* [Work to complete]
Please answer these questions from the text on API versioning below, one answer per line:
(a) What example does the note give of a bit that a v1 caller would never set?
(b) In the v2 struct foo, which field follows the bytes identical to the v1 struct?
(c) When an API is registered, where is its struct copied?

* [Text to read]
Note: If you forgot to put in a version number and realize you need one later, you might be able to reuse some bits for that purpose. Find a bit that a v1 caller would never set (for example, the highest bit of a size field) and set that to 1 to mean v2 or later and then of course add a version number, so you don’t have to resort to tricks like that again.

Again, I’m personally not a huge fan of the dwSize field approach that Microsoft uses. I can see the value when you want to maintain backward compatibility at all costs, but I find it ugly to have .dwsize = sizeof(BLA) all over the code.

A final observation about this. The dwSize field is needed when you want to pass a struct pointer into an API function. However, if the API returns a struct pointer, you can actually do without it:

struct foo { // v1
    const char *name;

struct tm_my_api { // v1
    struct foo * (*f)(void);

struct foo { // v2
    const char *name;
    float height;

struct tm_my_api { // v2
    struct foo * (*f)(void);

Consider here what happens if the v1 code runs against the v2 interface. We will get back a pointer to a block of memory containing a v2 struct. The first bytes of that block are identical to the v1 struct. After that, we have some extra data (the height field), but the v1 code doesn’t know about this data and won’t care if it’s there or not.

Since the APIs in our plugin system are structs returned by pointers, the same is true for them:

struct tm_my_api { // v1
    void (*f)(void);

struct tm_my_api { // v2
    void (*f)(void);
    void (*g)(void);

Code that is written for this v1 API will work just fine with the v2 API. It will find all the v1 functions at the expected position in the struct tm_my_api * (v2) and doesn’t care that there are additional functions at the end of it. So we can add new functions to an API without breaking backward compatibility, which is really nice.

In fact, our APIs also have a certain amount of forward compatibility. When we register an API, we copy the API struct to a memory block that has some extra space initialized to zero. This means that if code that has been compiled for v2 runs against the v1 ABI, tm_my_api_v2->g is guaranteed to be NULL. The code can check for this to determine if it’s running against the v1 or v2 version of the ABI.

* [Supplied information]

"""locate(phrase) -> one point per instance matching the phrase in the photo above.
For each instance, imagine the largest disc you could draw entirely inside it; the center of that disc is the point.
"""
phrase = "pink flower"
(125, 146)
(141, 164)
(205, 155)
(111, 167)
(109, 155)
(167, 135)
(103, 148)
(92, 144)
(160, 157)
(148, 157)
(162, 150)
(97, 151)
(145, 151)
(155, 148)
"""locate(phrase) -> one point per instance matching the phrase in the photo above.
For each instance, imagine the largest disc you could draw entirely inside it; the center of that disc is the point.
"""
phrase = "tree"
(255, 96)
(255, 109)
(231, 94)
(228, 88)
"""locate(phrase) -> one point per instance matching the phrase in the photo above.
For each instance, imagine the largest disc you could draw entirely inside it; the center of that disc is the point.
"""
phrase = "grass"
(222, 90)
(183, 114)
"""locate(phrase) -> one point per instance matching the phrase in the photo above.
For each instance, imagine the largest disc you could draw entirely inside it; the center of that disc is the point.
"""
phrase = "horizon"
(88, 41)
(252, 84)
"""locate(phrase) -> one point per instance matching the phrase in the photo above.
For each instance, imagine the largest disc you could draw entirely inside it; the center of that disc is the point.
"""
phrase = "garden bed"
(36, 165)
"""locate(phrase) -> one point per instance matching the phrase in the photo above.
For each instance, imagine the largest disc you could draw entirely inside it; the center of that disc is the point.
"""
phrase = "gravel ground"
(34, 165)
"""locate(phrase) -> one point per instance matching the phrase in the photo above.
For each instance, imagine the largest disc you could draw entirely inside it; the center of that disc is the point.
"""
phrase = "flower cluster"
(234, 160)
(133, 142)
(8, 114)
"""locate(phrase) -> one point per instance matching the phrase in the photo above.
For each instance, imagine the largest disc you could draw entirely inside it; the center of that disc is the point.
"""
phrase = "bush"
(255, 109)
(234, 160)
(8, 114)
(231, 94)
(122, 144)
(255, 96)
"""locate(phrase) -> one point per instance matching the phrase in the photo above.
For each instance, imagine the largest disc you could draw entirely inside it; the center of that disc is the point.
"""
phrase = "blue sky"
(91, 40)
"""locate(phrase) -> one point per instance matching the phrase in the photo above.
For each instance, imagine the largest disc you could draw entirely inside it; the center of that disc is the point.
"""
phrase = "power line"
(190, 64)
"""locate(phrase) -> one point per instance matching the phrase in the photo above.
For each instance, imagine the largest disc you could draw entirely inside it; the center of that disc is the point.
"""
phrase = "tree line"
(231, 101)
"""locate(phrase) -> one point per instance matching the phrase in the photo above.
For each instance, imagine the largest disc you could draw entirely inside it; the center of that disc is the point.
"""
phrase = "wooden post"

* [Task result]
(a) The highest bit of a size field.
(b) The height field.
(c) To a memory block that has some extra space initialized to zero.